British guitarist Slash is best known as the lead guitarist for the bands Guns N' Roses and Velvet Revolver.

He was born Saul Hudson on July 23, 1965, a few days after the release of  "Like A Rolling Stone" single, and two days before  Bob Dylan "going electric" at Newport. Almost 25 years later, in April, 1990, Slash overdubbed a guitar solo on the Dylan track "Wiggle Wiggle".

The sessions were produced by Don and David Was of the band Was (Not Was), along with "Jack Frost" - Dylan's first use of the pseudonym he would be known as when producing his own records. Don Was was a hot producer at the time, espeically after the success of Bonnie Raitt's 1989 "comeback" album, Nick Of Time. Was tried to use a similar formula with Dylan on the 1990 album Under A Red Sky.  It was also Was' idea to keep the length of the album under 40 minutes, something he later regretted. 

The results were considered disappointing both critically and commercially, especially after success of 1989's Oh Mercy album, although the album does have its supporters. Al Kooper referred to this as "the hood album", since Dylan dressed for the sessions in a sweatshirt, with his head covered by a hood. According to one source, Dylan would randomly give people he didn't know made-up monikers like "Fred", instead of learning their real names.

(Columbia Records)

Was also brought in many famous "guest stars" for the project, including Stevie Ray Vaughan (who Dylan allegedly did not recognize without his hat) and his brother Jimmie (of the Fabulous Thunderbirds), David Lindley,  Bruce Hornsby and Al Kooper. After Dylan's vocals were done, Was brought in more "stars" to overdub their parts, including David Crosby, George Harrison, Elton John, and Slash. According to Was, the Randy Jackson that played on the album was the one that ended up on American Idol. Wikipedia states that it was the Randy Jackson of the Jackson 5. Coincidently, around this time, Slash was collaborating with Michael Jackson.

***

Requirements
According to the article on Slash and Bob Dylan, on which Dylan track did Slash overdub a guitar solo in April 1990?

Pointing dataset entries
***

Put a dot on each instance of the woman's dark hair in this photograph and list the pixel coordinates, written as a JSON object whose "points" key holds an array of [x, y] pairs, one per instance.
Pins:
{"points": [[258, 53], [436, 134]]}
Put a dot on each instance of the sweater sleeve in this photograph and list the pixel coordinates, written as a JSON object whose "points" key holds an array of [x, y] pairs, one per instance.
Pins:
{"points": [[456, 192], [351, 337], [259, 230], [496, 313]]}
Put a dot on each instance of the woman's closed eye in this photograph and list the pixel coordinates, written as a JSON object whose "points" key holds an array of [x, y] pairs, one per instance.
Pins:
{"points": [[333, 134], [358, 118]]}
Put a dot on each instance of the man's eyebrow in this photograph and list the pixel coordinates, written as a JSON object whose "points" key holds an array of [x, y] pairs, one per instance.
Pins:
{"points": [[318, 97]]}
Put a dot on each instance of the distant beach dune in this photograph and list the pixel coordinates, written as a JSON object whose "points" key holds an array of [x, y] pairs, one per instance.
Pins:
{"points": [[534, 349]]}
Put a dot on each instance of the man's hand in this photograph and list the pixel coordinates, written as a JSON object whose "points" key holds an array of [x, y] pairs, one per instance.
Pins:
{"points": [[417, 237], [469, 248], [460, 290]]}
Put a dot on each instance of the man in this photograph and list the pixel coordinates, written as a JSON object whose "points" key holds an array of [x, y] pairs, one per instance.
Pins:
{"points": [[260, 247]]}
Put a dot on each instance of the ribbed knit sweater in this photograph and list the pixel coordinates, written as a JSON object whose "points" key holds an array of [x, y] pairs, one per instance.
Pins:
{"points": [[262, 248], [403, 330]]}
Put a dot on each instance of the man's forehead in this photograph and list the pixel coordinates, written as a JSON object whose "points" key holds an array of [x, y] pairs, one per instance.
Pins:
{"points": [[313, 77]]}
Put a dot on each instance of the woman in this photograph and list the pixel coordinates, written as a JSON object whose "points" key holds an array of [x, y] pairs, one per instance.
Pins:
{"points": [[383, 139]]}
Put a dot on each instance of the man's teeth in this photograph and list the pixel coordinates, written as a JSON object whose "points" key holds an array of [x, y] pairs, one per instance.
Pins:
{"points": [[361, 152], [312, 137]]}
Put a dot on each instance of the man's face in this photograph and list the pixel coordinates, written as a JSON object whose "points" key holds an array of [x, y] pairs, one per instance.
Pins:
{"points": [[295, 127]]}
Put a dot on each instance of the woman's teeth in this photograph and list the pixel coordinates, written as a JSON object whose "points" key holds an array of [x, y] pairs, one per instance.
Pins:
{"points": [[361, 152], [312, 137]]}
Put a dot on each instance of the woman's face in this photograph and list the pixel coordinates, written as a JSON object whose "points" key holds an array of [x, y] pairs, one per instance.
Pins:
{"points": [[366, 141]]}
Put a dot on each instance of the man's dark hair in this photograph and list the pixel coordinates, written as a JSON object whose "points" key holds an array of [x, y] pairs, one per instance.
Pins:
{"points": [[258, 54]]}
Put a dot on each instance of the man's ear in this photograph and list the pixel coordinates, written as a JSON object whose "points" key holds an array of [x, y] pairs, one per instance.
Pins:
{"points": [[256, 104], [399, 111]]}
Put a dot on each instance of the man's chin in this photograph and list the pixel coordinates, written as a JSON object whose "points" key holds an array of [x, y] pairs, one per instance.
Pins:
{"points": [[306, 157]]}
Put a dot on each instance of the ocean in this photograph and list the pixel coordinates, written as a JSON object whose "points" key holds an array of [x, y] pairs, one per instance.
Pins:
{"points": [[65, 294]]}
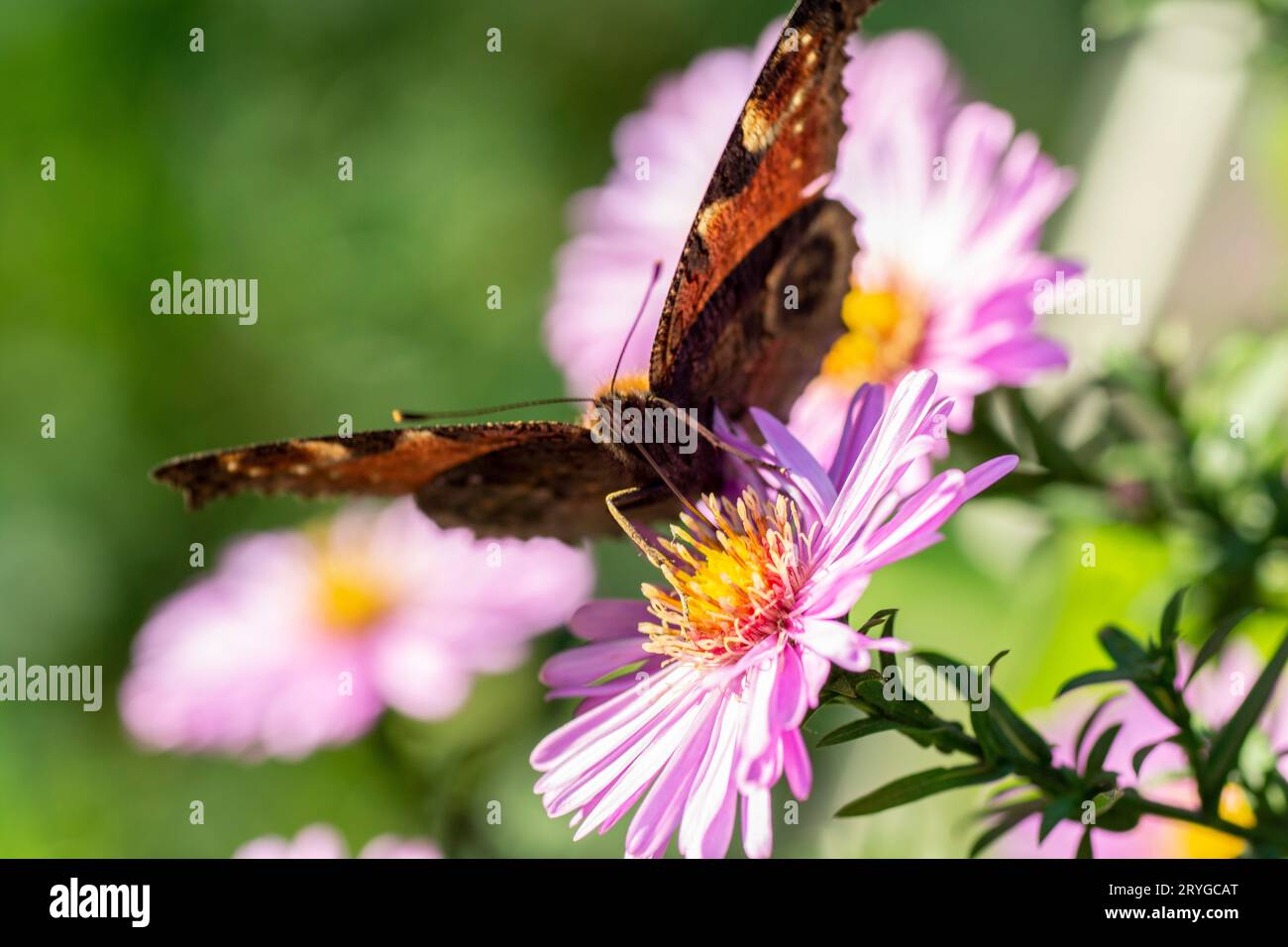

***

Result of this task
"Wiggle Wiggle"